- [GIVEN TASK]
Swap "hoodie drawstring" for "jacket zipper" in every one of the items below, and reproduce the rest of their lines without any change.

- [Labeled region records]
......

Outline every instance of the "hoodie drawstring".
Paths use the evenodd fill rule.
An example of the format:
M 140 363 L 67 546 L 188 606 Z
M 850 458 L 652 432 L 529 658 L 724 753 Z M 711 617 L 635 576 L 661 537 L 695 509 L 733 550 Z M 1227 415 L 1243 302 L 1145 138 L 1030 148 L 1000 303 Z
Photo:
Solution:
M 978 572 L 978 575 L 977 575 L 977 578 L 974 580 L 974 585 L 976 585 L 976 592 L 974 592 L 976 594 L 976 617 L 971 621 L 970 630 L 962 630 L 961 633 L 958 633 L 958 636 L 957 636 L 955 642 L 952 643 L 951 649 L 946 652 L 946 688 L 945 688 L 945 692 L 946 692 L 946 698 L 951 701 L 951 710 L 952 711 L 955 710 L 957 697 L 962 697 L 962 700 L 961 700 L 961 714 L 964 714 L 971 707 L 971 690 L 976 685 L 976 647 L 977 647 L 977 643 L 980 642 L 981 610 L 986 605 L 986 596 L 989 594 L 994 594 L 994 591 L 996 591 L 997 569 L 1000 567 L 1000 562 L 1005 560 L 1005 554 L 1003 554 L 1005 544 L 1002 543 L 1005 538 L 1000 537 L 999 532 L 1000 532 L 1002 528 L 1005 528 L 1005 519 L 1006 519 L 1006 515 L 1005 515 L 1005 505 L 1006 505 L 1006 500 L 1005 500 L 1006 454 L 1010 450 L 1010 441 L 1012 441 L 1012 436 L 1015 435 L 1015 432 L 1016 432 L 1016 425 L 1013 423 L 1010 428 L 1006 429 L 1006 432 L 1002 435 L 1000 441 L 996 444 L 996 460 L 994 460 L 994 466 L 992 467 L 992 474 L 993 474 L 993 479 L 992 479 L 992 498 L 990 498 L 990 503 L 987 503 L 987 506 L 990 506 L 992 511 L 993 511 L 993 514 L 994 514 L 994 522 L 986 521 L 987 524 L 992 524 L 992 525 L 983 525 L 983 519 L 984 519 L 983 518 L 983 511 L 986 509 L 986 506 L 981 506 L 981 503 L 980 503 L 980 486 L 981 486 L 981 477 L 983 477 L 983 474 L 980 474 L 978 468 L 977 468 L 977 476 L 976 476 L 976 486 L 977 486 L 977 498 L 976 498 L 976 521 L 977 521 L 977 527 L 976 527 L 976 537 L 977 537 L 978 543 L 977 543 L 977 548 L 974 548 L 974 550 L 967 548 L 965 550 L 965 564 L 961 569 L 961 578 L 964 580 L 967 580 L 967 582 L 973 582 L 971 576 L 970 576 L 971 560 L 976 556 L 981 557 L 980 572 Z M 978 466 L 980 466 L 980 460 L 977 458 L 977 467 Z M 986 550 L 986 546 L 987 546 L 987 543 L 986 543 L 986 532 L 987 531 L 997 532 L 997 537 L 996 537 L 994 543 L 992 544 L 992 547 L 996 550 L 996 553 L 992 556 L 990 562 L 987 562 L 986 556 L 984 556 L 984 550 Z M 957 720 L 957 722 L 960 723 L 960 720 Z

......

- [RESULT]
Outline every instance of the "jacket zipper".
Paths use the evenodd fill rule.
An example of the format:
M 140 363 L 67 546 L 188 606 Z
M 850 458 L 652 432 L 529 658 L 724 753 Z M 711 617 L 635 576 L 661 537 L 695 509 L 733 550 Z M 1227 415 L 1243 302 L 1145 138 L 1030 148 L 1000 303 Z
Photo:
Solution:
M 978 572 L 978 575 L 977 575 L 977 578 L 974 580 L 974 585 L 976 585 L 976 592 L 974 592 L 976 594 L 976 617 L 971 621 L 970 630 L 962 630 L 961 633 L 958 633 L 958 636 L 957 636 L 955 642 L 952 643 L 951 649 L 946 652 L 946 688 L 945 688 L 945 692 L 946 692 L 946 698 L 951 701 L 951 710 L 952 711 L 955 710 L 957 697 L 962 697 L 962 700 L 961 700 L 961 714 L 964 714 L 971 707 L 971 690 L 976 685 L 976 647 L 977 647 L 977 643 L 980 642 L 981 610 L 986 605 L 986 596 L 989 594 L 994 594 L 994 591 L 996 591 L 997 569 L 1000 567 L 1000 562 L 1005 560 L 1005 554 L 1003 554 L 1005 544 L 1002 543 L 1005 538 L 1000 537 L 999 532 L 1000 532 L 1002 528 L 1005 528 L 1005 519 L 1006 519 L 1006 515 L 1005 515 L 1005 505 L 1006 505 L 1006 500 L 1005 500 L 1006 454 L 1010 450 L 1010 441 L 1012 441 L 1012 436 L 1015 435 L 1015 432 L 1016 432 L 1016 425 L 1013 423 L 1010 428 L 1006 429 L 1006 432 L 1002 435 L 1000 441 L 996 444 L 996 460 L 994 460 L 994 466 L 992 467 L 992 474 L 993 474 L 993 479 L 992 479 L 992 498 L 990 498 L 990 503 L 987 503 L 987 506 L 990 506 L 992 511 L 993 511 L 993 514 L 994 514 L 994 522 L 986 521 L 987 524 L 992 524 L 992 525 L 983 525 L 983 519 L 984 519 L 983 518 L 983 511 L 986 509 L 986 506 L 981 506 L 981 503 L 980 503 L 980 486 L 981 486 L 981 477 L 983 477 L 983 474 L 980 474 L 978 468 L 977 468 L 977 476 L 976 476 L 976 486 L 977 486 L 977 498 L 976 498 L 976 521 L 977 521 L 977 527 L 976 527 L 976 537 L 977 537 L 978 543 L 977 543 L 977 548 L 974 548 L 974 550 L 967 548 L 965 550 L 965 564 L 961 569 L 961 578 L 964 580 L 967 580 L 967 582 L 973 582 L 971 576 L 970 576 L 971 560 L 976 556 L 981 557 L 980 572 Z M 978 466 L 980 466 L 980 460 L 977 458 L 977 467 Z M 986 550 L 986 546 L 987 546 L 987 543 L 986 543 L 986 532 L 987 531 L 997 532 L 997 537 L 996 537 L 994 543 L 992 544 L 992 547 L 996 550 L 996 553 L 992 556 L 990 562 L 987 562 L 986 556 L 984 556 L 984 550 Z M 957 720 L 957 722 L 960 723 L 960 720 Z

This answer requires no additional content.